◆ TASK BRIEF:
Please repeat these lines with "camera-trap tally" switched to "field survey" and everything else unchanged, and leave the pictures out.

____ SUPPLIED DATA

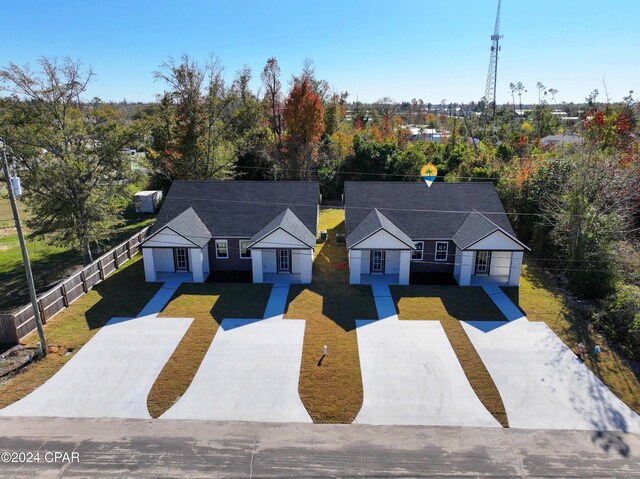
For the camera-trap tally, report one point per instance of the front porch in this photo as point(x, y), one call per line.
point(379, 279)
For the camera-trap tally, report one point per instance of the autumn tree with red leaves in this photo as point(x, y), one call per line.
point(304, 123)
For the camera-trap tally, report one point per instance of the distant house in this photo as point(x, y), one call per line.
point(566, 139)
point(266, 229)
point(423, 133)
point(405, 229)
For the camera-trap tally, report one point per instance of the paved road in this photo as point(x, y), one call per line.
point(152, 448)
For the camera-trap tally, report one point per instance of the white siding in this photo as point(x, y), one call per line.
point(381, 240)
point(354, 266)
point(296, 259)
point(365, 261)
point(496, 241)
point(167, 238)
point(269, 261)
point(500, 262)
point(205, 261)
point(279, 239)
point(163, 260)
point(392, 262)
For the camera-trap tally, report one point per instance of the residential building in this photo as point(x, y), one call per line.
point(266, 229)
point(405, 229)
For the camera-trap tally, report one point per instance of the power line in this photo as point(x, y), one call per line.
point(344, 207)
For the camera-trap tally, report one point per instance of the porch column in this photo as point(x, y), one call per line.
point(457, 264)
point(354, 266)
point(256, 265)
point(306, 266)
point(515, 267)
point(405, 266)
point(149, 267)
point(466, 268)
point(196, 256)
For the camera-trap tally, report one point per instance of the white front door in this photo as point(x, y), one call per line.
point(483, 262)
point(284, 261)
point(377, 261)
point(181, 258)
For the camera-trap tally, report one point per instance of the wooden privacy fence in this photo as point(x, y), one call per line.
point(15, 326)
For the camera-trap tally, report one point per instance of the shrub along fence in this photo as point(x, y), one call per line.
point(16, 325)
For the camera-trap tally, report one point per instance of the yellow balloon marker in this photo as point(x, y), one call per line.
point(429, 173)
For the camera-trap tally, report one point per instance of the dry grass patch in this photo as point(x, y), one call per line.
point(122, 294)
point(208, 304)
point(331, 387)
point(541, 300)
point(450, 305)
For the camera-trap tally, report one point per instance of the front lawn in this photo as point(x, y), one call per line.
point(208, 304)
point(450, 305)
point(540, 299)
point(123, 294)
point(50, 263)
point(331, 387)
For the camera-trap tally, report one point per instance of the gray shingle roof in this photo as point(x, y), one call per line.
point(421, 212)
point(189, 225)
point(290, 223)
point(372, 223)
point(475, 227)
point(239, 209)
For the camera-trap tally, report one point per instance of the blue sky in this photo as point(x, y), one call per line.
point(425, 49)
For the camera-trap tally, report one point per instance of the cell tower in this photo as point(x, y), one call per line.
point(492, 75)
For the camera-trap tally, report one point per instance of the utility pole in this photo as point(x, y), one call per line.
point(23, 247)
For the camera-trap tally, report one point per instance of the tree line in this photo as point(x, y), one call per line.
point(576, 205)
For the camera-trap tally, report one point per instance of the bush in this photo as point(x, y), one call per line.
point(619, 319)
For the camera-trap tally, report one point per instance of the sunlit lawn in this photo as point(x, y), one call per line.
point(208, 304)
point(331, 389)
point(122, 294)
point(540, 300)
point(50, 263)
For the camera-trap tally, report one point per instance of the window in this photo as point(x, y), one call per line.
point(417, 254)
point(222, 249)
point(442, 250)
point(245, 252)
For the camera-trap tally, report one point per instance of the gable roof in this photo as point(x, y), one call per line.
point(188, 225)
point(289, 222)
point(475, 228)
point(240, 209)
point(374, 222)
point(421, 213)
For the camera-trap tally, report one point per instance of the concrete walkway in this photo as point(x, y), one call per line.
point(502, 301)
point(112, 374)
point(250, 372)
point(277, 302)
point(410, 373)
point(542, 382)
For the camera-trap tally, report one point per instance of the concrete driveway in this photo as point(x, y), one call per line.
point(250, 372)
point(542, 382)
point(111, 375)
point(411, 376)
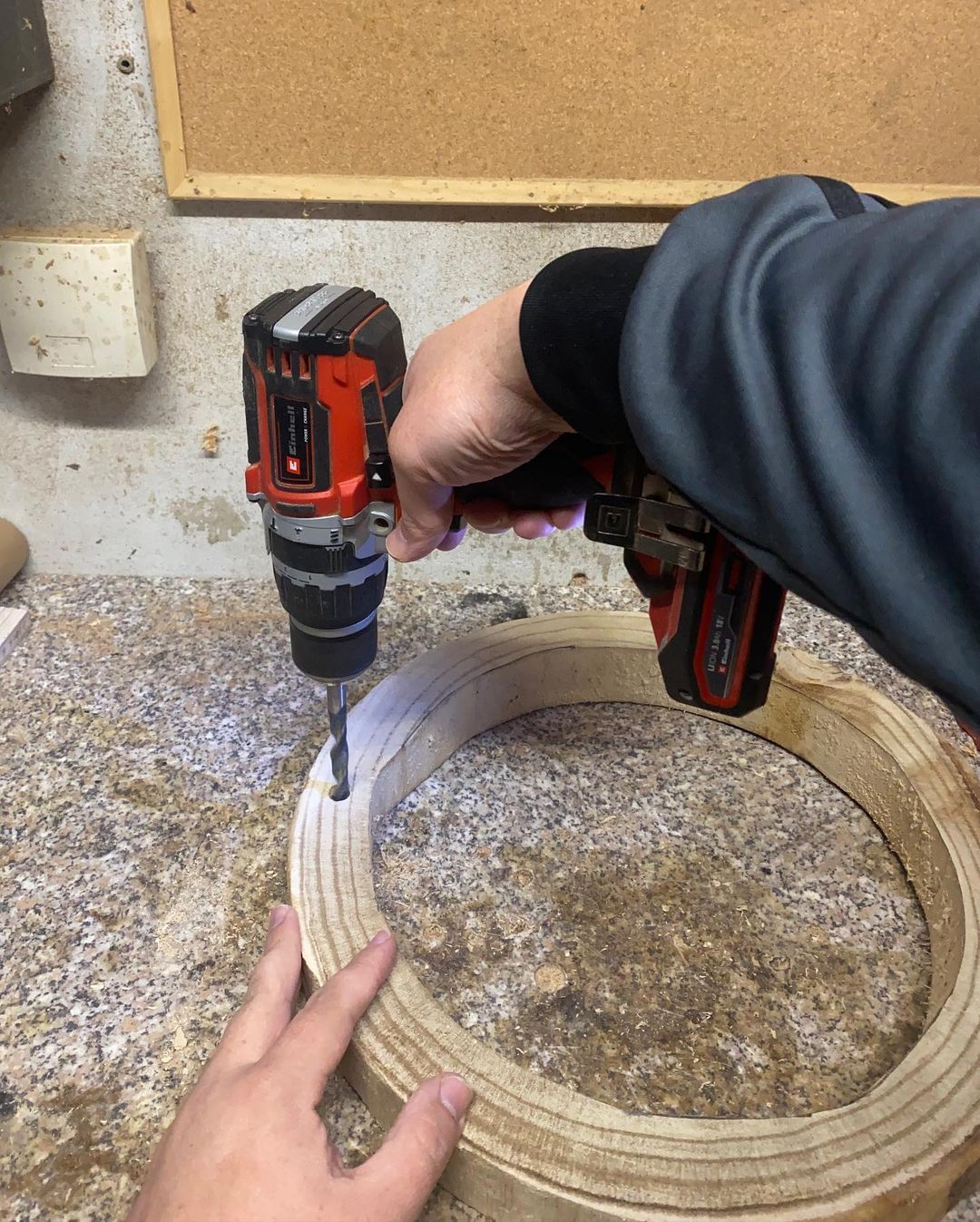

________

◆ FULL OUTPUT:
For the field survey, report one point per instance of the front porch in this photo as point(x, y), one call per line.
point(379, 279)
For the field survey, report one point per instance of the autumn tree with red leaves in this photo as point(x, y), one call per line.
point(304, 123)
For the field survey, report one point per instance of the distant house in this photo as point(x, y), one call per line.
point(566, 139)
point(266, 229)
point(423, 133)
point(405, 229)
For the field survey, report one point per instance of the paved road in this photo as point(x, y), one call per line.
point(152, 448)
For the field survey, report one point per instance of the white siding in this photo as point(x, y), one call per line.
point(381, 240)
point(354, 266)
point(296, 259)
point(365, 261)
point(496, 241)
point(167, 238)
point(269, 261)
point(500, 262)
point(205, 261)
point(279, 239)
point(163, 260)
point(392, 262)
For the field survey, report one point per instance of the residential building in this photo as point(x, y), one call per line.
point(266, 229)
point(405, 229)
For the field survey, report one point per instance of the power line in this photo as point(x, y), one call per line.
point(344, 207)
For the field survey, report one point per instance of the porch column in this photo as point(x, y), one call per line.
point(457, 264)
point(354, 266)
point(256, 265)
point(306, 266)
point(515, 267)
point(405, 266)
point(149, 267)
point(466, 268)
point(196, 256)
For the field survey, report one point per instance of the white front door in this photo as point(x, y), one call per line.
point(483, 262)
point(284, 261)
point(377, 261)
point(181, 258)
For the field survey, report one point per instance of the wooden privacy fence in this photo as point(x, y), one call per line.
point(15, 326)
For the field survey, report one point per instance of the shrub along fence in this photo as point(x, y), one call per line.
point(16, 325)
For the field survey, report one point per instance of the yellow balloon marker in this photo as point(x, y), one call per line.
point(429, 173)
For the field survey, report one point per instance of the dry grass patch in this photo as point(x, y), one call per line.
point(122, 294)
point(208, 304)
point(331, 387)
point(541, 300)
point(450, 305)
For the field survey, report one point per instance of the front lawn in this photo as point(x, y), one call per line.
point(208, 304)
point(450, 305)
point(540, 299)
point(123, 294)
point(50, 263)
point(331, 387)
For the field survey, report one point per instance of the gray shingle roof in this photo as point(x, y), one call per line.
point(421, 212)
point(189, 225)
point(290, 223)
point(372, 223)
point(475, 227)
point(239, 209)
For the field survey, report one point per instance of the blue sky in this photo as point(x, y), one call per line.
point(425, 49)
For the field survey, report one point per instance of the cell tower in this photo as point(x, y), one call per line.
point(492, 75)
For the field survey, report one point per instance of the utility pole in this photo as point(x, y), one call per line.
point(23, 247)
For the field survey, report one point per instance of the tree line in this photo as point(x, y), one call per line.
point(576, 205)
For the field survey, report one point per instance of the bush in this photo as point(x, y), one call per line.
point(619, 319)
For the field survey, report one point per instance of the sunlit lawn in this photo as point(x, y), one call per line.
point(208, 304)
point(331, 389)
point(122, 294)
point(540, 300)
point(50, 263)
For the field survey, report one point per instance of the window in this photo as point(x, y), one call per line.
point(417, 254)
point(222, 249)
point(442, 250)
point(245, 252)
For the field survey, report one point per instance of the gable roof in this photo as point(x, y), one call per line.
point(188, 225)
point(289, 222)
point(475, 228)
point(240, 209)
point(374, 222)
point(421, 213)
For the field survey, report one point per instance of the concrete walkway in this photo as point(x, y), one call per line.
point(502, 301)
point(112, 374)
point(250, 372)
point(277, 302)
point(410, 373)
point(542, 382)
For the field survey, report one point per instance of the concrete driveway in this photo as point(x, y), one call per line.
point(250, 372)
point(542, 382)
point(111, 375)
point(411, 376)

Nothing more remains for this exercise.